───── ENTRIES SUPPLIED

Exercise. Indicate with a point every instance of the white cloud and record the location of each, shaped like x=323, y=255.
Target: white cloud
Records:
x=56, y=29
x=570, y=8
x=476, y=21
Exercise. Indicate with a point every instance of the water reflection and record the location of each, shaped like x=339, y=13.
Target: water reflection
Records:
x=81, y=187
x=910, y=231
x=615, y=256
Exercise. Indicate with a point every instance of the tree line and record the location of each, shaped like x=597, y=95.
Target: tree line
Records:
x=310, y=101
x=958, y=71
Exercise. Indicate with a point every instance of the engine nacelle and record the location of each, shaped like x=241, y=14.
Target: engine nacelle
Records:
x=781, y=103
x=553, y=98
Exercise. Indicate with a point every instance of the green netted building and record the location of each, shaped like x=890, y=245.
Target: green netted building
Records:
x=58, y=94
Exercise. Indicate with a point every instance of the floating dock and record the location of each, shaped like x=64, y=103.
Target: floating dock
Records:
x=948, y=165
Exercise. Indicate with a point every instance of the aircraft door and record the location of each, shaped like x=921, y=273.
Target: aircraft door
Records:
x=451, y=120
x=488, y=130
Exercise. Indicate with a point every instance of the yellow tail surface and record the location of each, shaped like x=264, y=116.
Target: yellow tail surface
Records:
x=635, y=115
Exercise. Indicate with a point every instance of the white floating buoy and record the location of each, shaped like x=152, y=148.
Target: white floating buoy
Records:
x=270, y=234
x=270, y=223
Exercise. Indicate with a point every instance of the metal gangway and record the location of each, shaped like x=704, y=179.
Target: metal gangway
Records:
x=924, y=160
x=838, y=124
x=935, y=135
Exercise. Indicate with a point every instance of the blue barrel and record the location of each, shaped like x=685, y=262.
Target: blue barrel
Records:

──────────

* [EXERCISE DIRECTIONS]: Rewrite every item above, substituting "Label" for each occurrence of "Target" and keeping everything else the same.

* [WORKED ANSWER]:
Exercise. Indicate with a point every instance of the white cloud and record the location of each, shaped like x=323, y=255.
Label: white cloud
Records:
x=56, y=29
x=570, y=8
x=476, y=21
Exercise. Indicate with a point every instance of the water reflection and record the location of each, shaped like x=339, y=13.
Label: water reflection
Records:
x=81, y=187
x=910, y=231
x=615, y=256
Exercise. Indicate with a point every instance of the tree line and record the location of each, shaped like x=597, y=95.
Label: tree line
Records:
x=310, y=101
x=958, y=71
Exercise. Indicate with a point every instance of the engine nacelle and record the location of each, shaped like x=241, y=14.
Label: engine nacelle
Records:
x=781, y=103
x=553, y=98
Exercise. Indicate with a point every instance of the green netted building and record the location of each, shaped like x=890, y=245.
Label: green netted building
Records:
x=58, y=94
Exercise. Indicate with a point every instance of the floating dock and record the location of each, shaped like x=64, y=103.
Label: floating dock
Records:
x=948, y=165
Exercise. Indicate with a point every instance of the aircraft door and record the location of each, shaped like x=921, y=273.
Label: aircraft door
Records:
x=451, y=120
x=488, y=130
Exercise. Indicate with a point every instance of the yellow tail surface and record the location of each, shaped like x=264, y=116.
Label: yellow tail surface
Records:
x=635, y=115
Exercise. Indicate with a point every instance of the white floating buoy and record the location of each, shaped like x=152, y=148.
Label: white floating buoy
Records:
x=270, y=234
x=270, y=223
Exercise. Indicate with a point every instance of the metal gangway and record the location of each, shaped like x=704, y=179.
Label: metal gangway
Records:
x=924, y=160
x=838, y=124
x=935, y=135
Exercise. Indicate with a point every instance of the blue barrel and record the location of each, shaped like x=685, y=262.
Label: blue barrel
Records:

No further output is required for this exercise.